**Work to complete**
Rescale the stretch from the row containing "the ship cabin" through the row containing "the ship bridge": write out each of these rows in full, multiplying every x and y coordinate by 1.1 and rounding to whole numbers, with halves going up. Give only those rows, and change nothing else in them.

**Records to use**
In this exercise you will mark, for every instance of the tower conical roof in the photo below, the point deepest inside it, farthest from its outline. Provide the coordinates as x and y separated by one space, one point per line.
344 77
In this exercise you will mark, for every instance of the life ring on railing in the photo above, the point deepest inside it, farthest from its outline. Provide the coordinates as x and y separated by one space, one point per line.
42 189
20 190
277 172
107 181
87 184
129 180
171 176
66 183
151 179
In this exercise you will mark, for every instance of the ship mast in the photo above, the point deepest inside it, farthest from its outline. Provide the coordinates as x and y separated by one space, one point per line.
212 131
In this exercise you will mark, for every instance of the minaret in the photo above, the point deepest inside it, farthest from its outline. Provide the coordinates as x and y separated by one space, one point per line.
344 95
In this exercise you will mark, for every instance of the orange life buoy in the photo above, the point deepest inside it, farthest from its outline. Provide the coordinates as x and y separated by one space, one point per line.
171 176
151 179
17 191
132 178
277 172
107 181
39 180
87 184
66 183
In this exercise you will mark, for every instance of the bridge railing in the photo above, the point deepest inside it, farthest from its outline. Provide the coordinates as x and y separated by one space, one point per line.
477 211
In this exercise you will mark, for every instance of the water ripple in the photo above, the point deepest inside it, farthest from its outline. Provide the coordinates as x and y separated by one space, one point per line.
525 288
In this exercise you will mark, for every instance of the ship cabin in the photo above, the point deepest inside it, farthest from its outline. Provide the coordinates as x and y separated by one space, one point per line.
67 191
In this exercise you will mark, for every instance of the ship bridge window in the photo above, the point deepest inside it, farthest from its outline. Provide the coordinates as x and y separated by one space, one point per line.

==

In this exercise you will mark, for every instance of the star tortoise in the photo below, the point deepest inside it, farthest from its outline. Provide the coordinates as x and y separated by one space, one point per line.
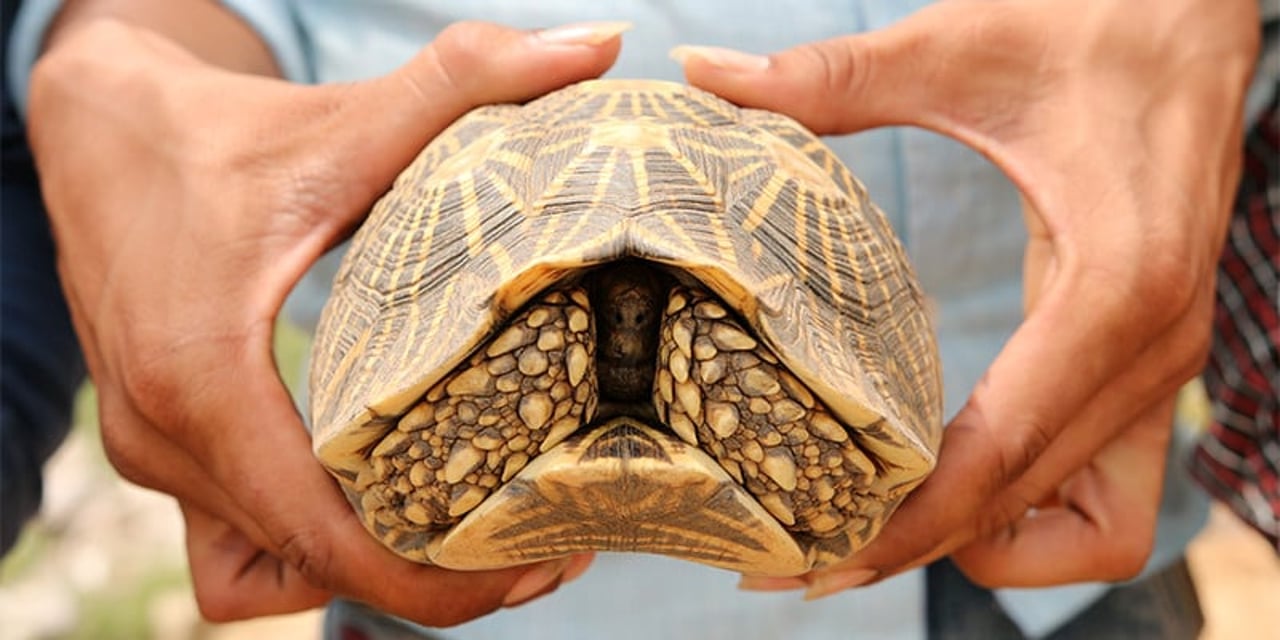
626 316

...

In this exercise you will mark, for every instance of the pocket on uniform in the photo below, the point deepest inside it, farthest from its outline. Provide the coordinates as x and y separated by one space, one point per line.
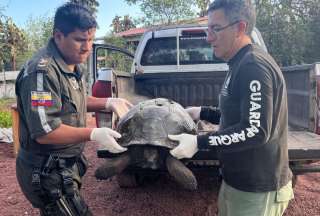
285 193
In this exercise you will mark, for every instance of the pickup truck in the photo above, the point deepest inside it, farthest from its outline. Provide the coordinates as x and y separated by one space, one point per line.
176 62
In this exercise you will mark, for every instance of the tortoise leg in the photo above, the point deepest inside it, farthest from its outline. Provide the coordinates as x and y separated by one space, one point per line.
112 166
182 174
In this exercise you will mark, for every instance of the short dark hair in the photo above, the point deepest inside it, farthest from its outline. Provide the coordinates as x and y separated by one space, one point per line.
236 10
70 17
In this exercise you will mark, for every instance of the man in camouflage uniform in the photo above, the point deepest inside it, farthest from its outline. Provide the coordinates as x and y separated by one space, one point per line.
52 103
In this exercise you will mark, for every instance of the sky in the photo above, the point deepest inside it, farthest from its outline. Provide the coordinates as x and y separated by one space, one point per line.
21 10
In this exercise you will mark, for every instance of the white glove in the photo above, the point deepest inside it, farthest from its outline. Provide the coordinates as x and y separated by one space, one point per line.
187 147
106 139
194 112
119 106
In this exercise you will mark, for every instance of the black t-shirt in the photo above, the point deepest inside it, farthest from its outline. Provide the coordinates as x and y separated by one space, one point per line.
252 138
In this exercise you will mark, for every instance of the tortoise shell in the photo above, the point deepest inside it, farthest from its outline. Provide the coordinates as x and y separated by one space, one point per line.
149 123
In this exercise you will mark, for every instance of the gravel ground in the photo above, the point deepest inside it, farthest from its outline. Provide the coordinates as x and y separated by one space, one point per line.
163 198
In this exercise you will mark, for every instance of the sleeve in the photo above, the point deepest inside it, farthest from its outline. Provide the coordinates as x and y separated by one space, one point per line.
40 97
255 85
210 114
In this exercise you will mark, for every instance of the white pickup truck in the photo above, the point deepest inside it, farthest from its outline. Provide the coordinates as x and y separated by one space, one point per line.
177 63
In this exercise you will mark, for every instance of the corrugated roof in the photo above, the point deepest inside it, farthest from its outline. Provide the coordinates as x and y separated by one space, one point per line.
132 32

**Response**
In this exercise you will mark, for every instance of the ship cabin in the photo above, the point deepest inside it, farthest from its outline. Provide the coordinates as x and y separated by one space, one point per line.
74 210
In this exercise you will mark, for every instance of the ship bridge window in the photo above, the point deepest inside it, farthest from its outline. Provide the coordinates as x and y separated by one space, one point per line.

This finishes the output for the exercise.